*EXERCISE AIM*. Quote each of the lines below word for word, with nothing added or changed.

***** LISTED ENTRIES

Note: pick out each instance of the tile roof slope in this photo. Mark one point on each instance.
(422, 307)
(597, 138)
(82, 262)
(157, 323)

**********

*WRITTEN REPLY*.
Note: pick out each instance of the tile roof slope in this photo. Mark one point on each instance.
(422, 307)
(597, 138)
(82, 262)
(157, 323)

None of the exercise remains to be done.